== Provided information

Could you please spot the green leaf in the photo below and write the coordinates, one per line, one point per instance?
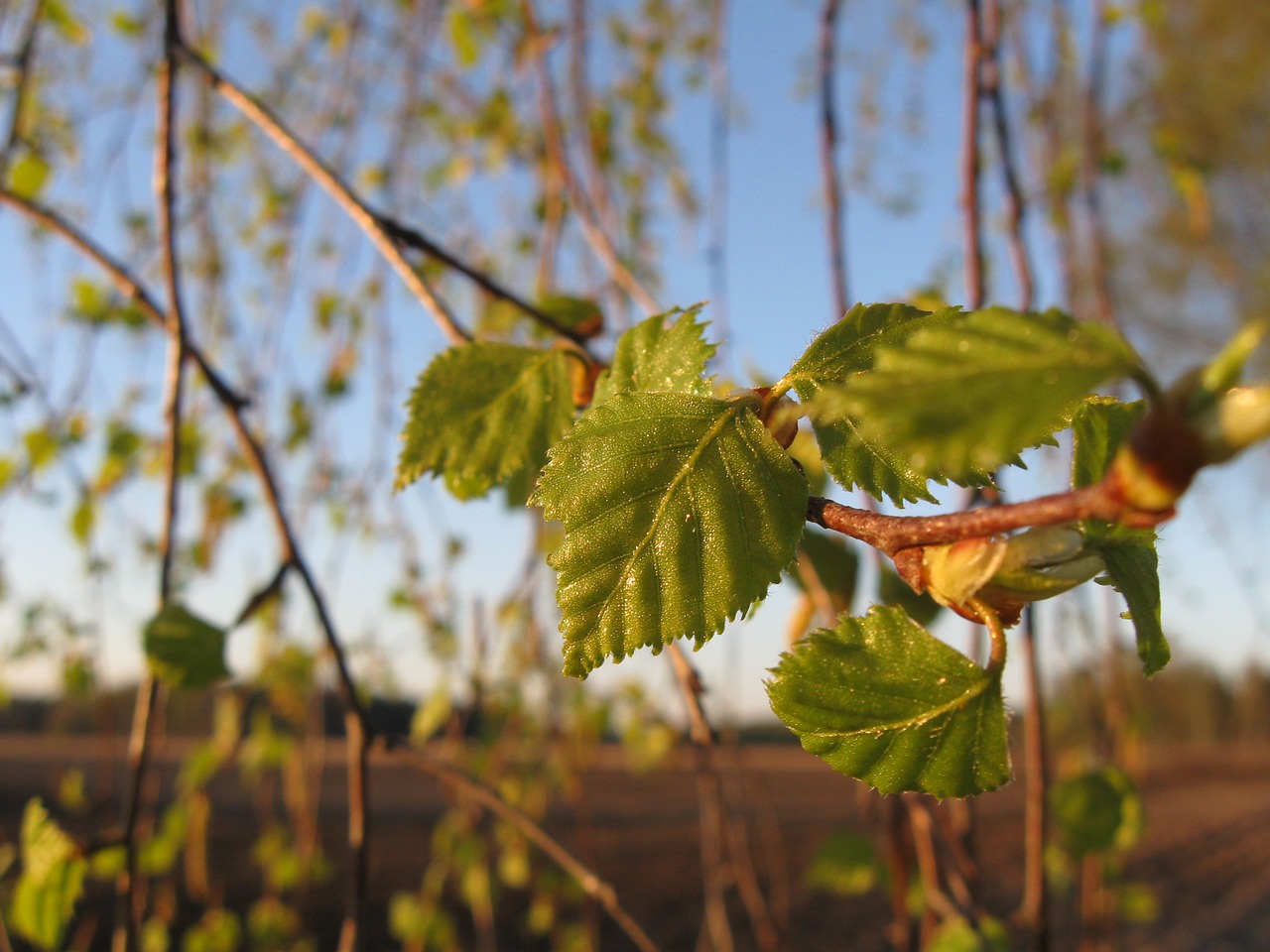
(183, 651)
(964, 398)
(679, 513)
(656, 357)
(959, 936)
(1133, 570)
(1098, 426)
(51, 883)
(846, 865)
(846, 349)
(881, 699)
(1097, 811)
(28, 176)
(481, 414)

====

* Goal of the exercise *
Every record is to be restated word for word, with the pictures left out.

* Result of this exercise *
Could you please spot the green leaf in the photo below and write the coordinates, one per line, one point per instance?
(183, 651)
(964, 398)
(679, 513)
(656, 357)
(959, 936)
(1133, 570)
(1098, 426)
(51, 883)
(846, 865)
(846, 349)
(881, 699)
(1097, 811)
(28, 176)
(481, 414)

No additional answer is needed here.